§ SOURCE DOCUMENT:
▼
Bahamas Power and Light headquarters.

Bahamas Power and Light headquarters.

By NEIL HARTNELL

Tribune Business Editor

nhartnell@tribunemedia.net

Bahamians will have to wait for Bahamas Power & Light’s (BPL) soaring energy bills to ease before “the moderation of inflation starts to look more like” other countries, the Central Bank’s governor warned yesterday.

John Rolle, addressing the regulator’s 2023 second quarter briefing, also warned that high energy and transportation costs threaten to undermine the Bahamian tourism industry’s competitiveness even though the threat of a major US recession impacting travel demand appears to have receded.

While Bahamians in April 2023 suffered the highest month-over-month increase in the consumer price index, as measured by the Bahamas National Statistical Institute, since May 2022, the Governor pointed out that on an annual basis the rate of inflation had started to decrease.

Acknowledging that the “highest level of inflation we have observed in The Bahamas did occur post-2022”, as numerous families continue to grapple with the cost of living crisis, Mr Rolle said the country’s status as an importing nation means any easing of prices here will occur after the same is experienced in the US and elsewhere.

“The point to stress for The Bahamas is that the timing is delayed partly because the adjustments that we are seeing, save the electricity and related costs, are much later than those that are already taking place in other countries,” he added. “To some extent we are going to have to experience the full amount of whatever adjustment and catch up that is likely to happen in the electricity costs before we see the inflation moderation start to look more like what is happening abroad.

“It should be stated that the peak rates of inflation that we have seen in The Bahamas so far did not reach the rates that were attained in the US.” The Central Bank, in its just-released monthly report for June, said: “Average domestic consumer price inflation, as measured by the All Bahamas Retail Price Index, firmed to 5.6 percent during the 12 months to April from 3.8 percent in the corresponding 2022 period, reflective of the pass-through effects of higher international oil prices and other costlier imports.

“Specifically, average costs increased for recreation and culture (16.9 percent) and miscellaneous goods and services (0.9 percent) after registering reductions in the previous year. Further, average inflation accelerated for food and non-alcoholic beverages (12.7 percent), restaurants and hotels (11.1 percent), health (5 percent), and housing, water, gas, electricity and other fuels (4.5 percent).

“Providing some offset, average inflation moderated for transport (8.9 percent), clothing and footwear (3.5 percent), alcohol beverages, tobacco and narcotics (3.4 percent, communication (3.2 percent), furnishing, household equipment and routine household maintenance (1.8 percent) and education (1.4 percent).”
▲
§ DATA SECTION:
▼
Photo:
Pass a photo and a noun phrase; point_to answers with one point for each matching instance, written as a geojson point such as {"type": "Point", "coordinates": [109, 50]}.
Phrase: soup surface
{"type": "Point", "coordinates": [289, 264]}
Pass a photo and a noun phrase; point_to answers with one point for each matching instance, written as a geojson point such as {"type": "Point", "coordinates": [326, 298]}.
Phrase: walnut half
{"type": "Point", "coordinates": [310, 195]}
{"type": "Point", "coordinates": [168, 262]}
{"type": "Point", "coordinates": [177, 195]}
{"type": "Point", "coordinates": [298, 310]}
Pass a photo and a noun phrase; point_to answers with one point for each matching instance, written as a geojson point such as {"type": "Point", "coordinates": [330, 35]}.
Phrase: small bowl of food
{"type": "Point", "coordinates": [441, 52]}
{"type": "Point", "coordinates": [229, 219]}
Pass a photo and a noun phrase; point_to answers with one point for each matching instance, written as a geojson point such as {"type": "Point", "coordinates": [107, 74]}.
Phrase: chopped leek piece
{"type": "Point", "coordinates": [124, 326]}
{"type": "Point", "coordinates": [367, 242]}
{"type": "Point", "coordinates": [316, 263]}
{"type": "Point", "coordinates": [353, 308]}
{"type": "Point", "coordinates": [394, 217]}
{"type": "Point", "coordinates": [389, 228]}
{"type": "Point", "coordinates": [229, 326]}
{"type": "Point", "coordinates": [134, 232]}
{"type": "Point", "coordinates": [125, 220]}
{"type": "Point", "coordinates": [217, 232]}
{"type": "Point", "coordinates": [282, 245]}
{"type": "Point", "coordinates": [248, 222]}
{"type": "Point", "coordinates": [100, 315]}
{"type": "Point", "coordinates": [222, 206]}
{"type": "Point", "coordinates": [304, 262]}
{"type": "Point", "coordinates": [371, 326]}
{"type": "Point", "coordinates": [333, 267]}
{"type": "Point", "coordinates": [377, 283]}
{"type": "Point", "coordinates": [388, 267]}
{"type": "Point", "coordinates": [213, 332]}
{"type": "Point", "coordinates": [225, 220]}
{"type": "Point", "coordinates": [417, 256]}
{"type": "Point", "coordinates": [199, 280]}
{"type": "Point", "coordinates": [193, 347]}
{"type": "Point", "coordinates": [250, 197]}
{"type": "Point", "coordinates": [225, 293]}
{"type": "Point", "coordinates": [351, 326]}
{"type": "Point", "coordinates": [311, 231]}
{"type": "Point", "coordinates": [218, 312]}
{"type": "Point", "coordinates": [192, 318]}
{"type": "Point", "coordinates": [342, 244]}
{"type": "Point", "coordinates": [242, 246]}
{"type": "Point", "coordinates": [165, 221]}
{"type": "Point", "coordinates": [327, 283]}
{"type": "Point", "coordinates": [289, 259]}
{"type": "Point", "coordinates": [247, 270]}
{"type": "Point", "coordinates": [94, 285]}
▲
§ EXERCISE AIM: In the article on Bahamian inflation, what rate did average domestic consumer price inflation reach during the 12 months to April?

§ SOLUTION TO THIS TASK: It firmed to 5.6 percent, up from 3.8 percent in the corresponding 2022 period.